◆ PROVIDED INFORMATION
************
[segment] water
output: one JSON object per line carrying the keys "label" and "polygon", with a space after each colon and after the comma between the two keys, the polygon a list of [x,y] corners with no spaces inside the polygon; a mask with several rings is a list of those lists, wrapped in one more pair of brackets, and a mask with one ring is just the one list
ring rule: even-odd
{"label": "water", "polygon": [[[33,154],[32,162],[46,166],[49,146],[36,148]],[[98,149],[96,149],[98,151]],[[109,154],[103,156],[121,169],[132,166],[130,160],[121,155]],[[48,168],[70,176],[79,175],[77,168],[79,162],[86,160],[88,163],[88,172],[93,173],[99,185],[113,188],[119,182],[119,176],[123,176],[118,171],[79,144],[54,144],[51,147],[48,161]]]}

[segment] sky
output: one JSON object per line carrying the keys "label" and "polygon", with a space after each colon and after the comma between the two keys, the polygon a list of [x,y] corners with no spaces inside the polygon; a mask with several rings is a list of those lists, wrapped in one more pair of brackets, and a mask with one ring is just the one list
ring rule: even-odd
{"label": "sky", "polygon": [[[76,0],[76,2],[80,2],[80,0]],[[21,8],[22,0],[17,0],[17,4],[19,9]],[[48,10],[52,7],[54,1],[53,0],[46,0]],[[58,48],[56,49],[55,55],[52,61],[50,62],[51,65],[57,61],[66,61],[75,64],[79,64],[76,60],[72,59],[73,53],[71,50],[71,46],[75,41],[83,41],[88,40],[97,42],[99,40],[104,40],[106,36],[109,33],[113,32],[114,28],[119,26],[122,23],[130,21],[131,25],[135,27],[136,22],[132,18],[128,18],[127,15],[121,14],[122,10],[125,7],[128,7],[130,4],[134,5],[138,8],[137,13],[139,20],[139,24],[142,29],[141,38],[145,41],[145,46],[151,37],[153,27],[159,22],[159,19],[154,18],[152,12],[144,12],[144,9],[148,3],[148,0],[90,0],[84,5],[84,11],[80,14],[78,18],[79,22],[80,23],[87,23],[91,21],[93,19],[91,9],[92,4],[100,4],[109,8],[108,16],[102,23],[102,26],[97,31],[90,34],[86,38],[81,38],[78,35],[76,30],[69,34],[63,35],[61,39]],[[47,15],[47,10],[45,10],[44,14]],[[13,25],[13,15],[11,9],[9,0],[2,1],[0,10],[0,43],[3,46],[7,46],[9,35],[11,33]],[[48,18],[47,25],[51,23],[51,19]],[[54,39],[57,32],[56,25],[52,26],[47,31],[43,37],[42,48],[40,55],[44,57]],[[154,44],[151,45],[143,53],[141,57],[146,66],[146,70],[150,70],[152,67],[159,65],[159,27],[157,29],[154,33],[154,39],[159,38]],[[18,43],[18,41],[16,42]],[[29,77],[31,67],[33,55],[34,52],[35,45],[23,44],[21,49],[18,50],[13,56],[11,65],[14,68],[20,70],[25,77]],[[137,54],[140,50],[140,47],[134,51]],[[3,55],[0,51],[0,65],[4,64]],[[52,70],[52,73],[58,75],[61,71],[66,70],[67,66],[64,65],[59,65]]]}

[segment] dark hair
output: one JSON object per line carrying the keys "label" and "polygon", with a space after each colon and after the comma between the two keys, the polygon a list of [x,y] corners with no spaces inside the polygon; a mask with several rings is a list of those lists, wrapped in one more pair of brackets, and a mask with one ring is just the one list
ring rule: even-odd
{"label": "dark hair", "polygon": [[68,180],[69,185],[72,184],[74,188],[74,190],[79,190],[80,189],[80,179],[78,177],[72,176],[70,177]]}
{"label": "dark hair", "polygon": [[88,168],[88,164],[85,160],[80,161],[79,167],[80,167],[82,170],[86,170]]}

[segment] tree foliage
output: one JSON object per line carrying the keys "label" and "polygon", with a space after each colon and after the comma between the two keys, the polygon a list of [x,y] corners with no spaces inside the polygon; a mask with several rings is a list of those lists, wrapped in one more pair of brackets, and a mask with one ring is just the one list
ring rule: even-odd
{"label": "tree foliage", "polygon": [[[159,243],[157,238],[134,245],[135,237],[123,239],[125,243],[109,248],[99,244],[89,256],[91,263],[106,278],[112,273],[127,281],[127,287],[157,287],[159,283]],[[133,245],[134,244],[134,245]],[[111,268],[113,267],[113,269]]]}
************
◆ EXERCISE INSTRUCTIONS
Can you echo back, word for word, every line from the one containing "[segment] tree foliage" down to the final line of the rows?

◆ WRITTEN SOLUTION
[segment] tree foliage
output: one JSON object per line carrying the keys "label" and "polygon", with a space after each colon and after the comma between the two keys, the polygon a list of [x,y] corners with no spaces inside the polygon; a mask with several rings is a list of those lists, wrapped in one more pair of brackets, and a mask with one ring is just the one list
ring rule: even-odd
{"label": "tree foliage", "polygon": [[[159,243],[157,238],[134,245],[135,237],[123,239],[125,243],[109,248],[99,244],[89,256],[91,263],[106,278],[112,273],[127,281],[127,287],[157,287],[159,283]],[[133,245],[134,244],[134,245]],[[111,268],[113,267],[113,269]]]}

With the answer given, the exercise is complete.